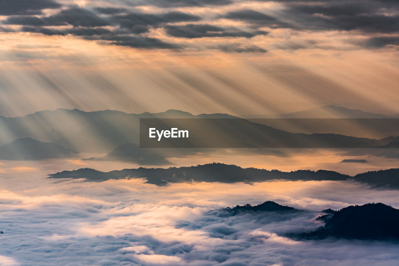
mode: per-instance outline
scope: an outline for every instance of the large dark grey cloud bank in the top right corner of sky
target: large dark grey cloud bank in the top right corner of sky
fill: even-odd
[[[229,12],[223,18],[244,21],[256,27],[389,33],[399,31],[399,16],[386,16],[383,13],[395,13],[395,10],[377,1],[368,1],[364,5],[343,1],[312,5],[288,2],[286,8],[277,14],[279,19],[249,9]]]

++++++++++++++++++++

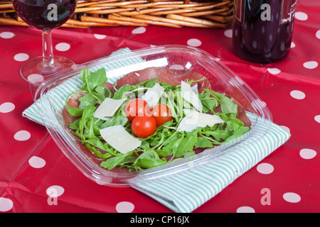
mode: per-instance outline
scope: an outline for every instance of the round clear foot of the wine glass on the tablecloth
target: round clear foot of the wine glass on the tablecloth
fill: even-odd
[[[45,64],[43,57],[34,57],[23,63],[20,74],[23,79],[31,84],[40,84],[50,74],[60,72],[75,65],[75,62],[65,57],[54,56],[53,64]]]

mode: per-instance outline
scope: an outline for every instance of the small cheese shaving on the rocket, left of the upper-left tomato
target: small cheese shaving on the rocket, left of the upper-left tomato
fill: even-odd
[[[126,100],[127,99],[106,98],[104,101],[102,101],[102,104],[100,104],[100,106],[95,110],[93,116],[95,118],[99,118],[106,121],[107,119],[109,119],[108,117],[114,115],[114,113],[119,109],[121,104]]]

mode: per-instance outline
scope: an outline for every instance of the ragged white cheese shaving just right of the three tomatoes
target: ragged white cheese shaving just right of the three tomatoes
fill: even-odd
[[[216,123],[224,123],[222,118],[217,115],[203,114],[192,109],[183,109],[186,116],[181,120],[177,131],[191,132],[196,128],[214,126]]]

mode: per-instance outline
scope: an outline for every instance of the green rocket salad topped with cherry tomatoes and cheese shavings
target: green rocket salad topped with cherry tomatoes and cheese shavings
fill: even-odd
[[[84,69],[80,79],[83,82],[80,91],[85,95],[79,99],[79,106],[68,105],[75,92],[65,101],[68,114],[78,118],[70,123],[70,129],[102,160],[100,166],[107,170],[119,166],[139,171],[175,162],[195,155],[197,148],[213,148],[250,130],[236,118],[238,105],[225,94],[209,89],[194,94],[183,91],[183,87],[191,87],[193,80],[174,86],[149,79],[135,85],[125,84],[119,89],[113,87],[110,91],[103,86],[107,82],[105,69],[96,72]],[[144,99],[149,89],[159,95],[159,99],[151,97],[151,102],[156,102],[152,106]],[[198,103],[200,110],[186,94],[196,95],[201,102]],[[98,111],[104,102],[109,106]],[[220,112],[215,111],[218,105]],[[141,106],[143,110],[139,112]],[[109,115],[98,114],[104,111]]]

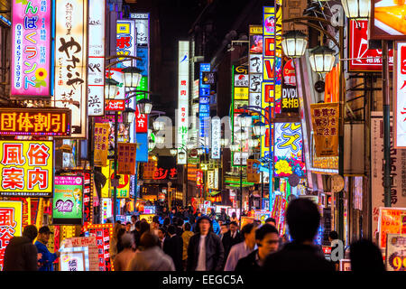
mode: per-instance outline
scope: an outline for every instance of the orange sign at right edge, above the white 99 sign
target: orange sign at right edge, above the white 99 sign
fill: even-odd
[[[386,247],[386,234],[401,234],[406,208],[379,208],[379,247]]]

++++++++++++++++++++

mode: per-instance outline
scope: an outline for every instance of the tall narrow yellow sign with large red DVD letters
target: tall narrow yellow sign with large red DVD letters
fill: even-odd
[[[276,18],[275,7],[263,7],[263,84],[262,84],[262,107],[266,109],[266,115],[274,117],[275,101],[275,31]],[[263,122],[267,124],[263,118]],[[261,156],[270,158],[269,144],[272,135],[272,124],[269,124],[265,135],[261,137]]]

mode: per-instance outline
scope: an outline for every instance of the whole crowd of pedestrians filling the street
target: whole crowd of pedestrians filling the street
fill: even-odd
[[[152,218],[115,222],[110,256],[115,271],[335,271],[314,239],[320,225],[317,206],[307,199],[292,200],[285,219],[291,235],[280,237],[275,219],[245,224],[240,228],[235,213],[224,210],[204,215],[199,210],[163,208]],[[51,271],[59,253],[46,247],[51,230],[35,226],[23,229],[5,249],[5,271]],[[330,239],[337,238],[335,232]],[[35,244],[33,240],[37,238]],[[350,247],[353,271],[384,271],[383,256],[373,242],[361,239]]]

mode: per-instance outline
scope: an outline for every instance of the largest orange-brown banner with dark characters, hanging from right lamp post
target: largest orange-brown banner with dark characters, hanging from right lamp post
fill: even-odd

++++++++++++++++++++

Each line of the data that holds "bank" should be reported.

scope: an outline for every instance of the large dark grey cloud bank in the top right corner of sky
target: large dark grey cloud bank in the top right corner of sky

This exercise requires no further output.